Work with Jobs
In the PDI client (Spoon), you can develop jobs that orchestrate your ETL activities. The entries used in your jobs define the individual ETL elements (such as transformations). The jobs containing your entries are stored in .kjb files. You can access these .kjb files through the PDI client.
Create a Job
Follow these instructions to create your job.
- Perform one of the following actions:
- Click File > New > Job.
- Click the New file icon in the toolbar and select Job.
- Hold down the CTRL+ALT+N keys.
- Go to the Design tab. Expand the folders or use the Entries field to search for specific entries.
- Either drag or double-click an entry to place it on the PDI client canvas.
- Double-click the entry to open its properties window. For help on filling out the window, click the Help button that is available in each entry.
- To add another entry, either drag or double-click the entry to place it on the PDI client canvas.
- If you dragged the entry to the canvas, you can add a hop by pressing the SHIFT key and drawing a hop from one entry to the other.
- If you double-click it, the entry appears on the canvas with a hop already connected to your previous entry.
- When finished, save the job.
Open a Job
The way you open an existing job depends on whether you are using PDI locally on your machine or if you are connected to a repository. If you are connected to a repository, you are remotely accessing your file on the Pentaho Server. Another option is to open a job using HTTP with the Visual File System (VFS) Browser.
If you get a message indicating that a plugin is missing, see the Troubleshooting Transformation Steps and Job Entries section for more details.
If you recently had a file open, you can also use File > Open Recent.
On Your Local Machine
Follow these instructions to open a job on your local machine.
- In the PDI client, perform one of the following actions:
- Select File > Open.
- Click the Open file icon in the toolbar.
- Hold down the CTRL+O keys.
- Select the file from the Open window, then click Open.
The Open window closes when your job appears in the canvas.
In the Pentaho Repository
Follow these instructions to access a job in the Pentaho Repository.
- Make sure you are connected to a repository.
- In the PDI client, perform one of the following actions to access the Open repository browser window:
- Select File > Open.
- Click the Open file icon in the toolbar.
- Hold down the CTRL+O keys.
- If you recently opened a file, use Recents to navigate to your job.
- Use either the search box to find your job, or use the left panel to navigate to a repository folder containing your job.
- Perform one of the following actions:
- Double-click on your job.
- Select it and press the Enter key.
- Select it and click Open.
The Open window closes when your job appears in the canvas.
If you select a folder or file in the Open window, you can click on it again to rename it.
With the VFS Browser
Select File > Open URL to access files using HTTP with the VFS browser. The URL you specify identifies the protocol to use in the browser.
Save a Job
The way you save a job depends on whether you are using PDI locally on your machine or if you are connected to a repository. If you are connected to a repository, you are remotely saving your file on the Pentaho Server.
On Your Local Machine
Follow these instructions to save a job on your local machine.
- In the PDI client, perform one of the following actions:
- Select File > Save.

> Excerpted records
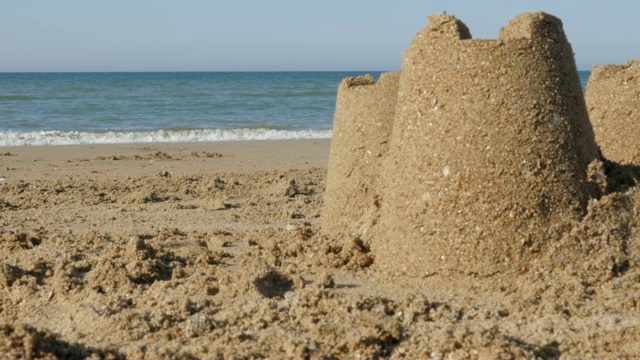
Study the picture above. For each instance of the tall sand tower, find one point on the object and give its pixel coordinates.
(488, 153)
(362, 127)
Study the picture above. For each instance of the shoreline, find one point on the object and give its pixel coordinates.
(135, 160)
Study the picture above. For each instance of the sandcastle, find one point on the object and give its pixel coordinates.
(487, 155)
(361, 132)
(613, 100)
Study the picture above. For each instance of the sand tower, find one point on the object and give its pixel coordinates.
(361, 131)
(489, 150)
(613, 100)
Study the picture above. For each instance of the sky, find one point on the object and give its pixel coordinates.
(278, 35)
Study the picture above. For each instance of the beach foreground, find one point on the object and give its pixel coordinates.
(215, 250)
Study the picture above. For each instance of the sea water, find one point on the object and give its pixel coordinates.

> Instructions for the task
Pick up the guide to working with jobs in the PDI client right after its last line and keep writing.

> Reply to the task
- Click the Save current file icon in the toolbar.
- Hold down the CTRL+S keys.
If you are saving your job for the first time, the Save As window appears.
- Specify the job's name in the Save As window and select the location.
- Either press the Enter key or click Save.
The Save As window closes when your job is saved.
In the Pentaho Repository
Follow these instructions to save a job to the Pentaho Repository.
- Make sure you are connected to a repository.
- In the PDI client, perform one of the following actions:
- Select File > Save As.
- Click the Save current file icon in the toolbar.
- Hold down the CTRL+S keys.
If you are saving your job for the first time, the Save repository browser window appears.
- Navigate to the repository folder where you want to save your job.
- Specify the job's name in the File name field.
- Either press the Enter key or click Save.
The Save window closes when your job is saved.
Adjust Job Properties
You can adjust the parameters, logging options, settings, and transactions for jobs. To view the job properties, click CTRL+J or right-click on the canvas and select Properties from the menu that appears.
Use the Job Menu
Right-click any entry in the job canvas to view the job menu.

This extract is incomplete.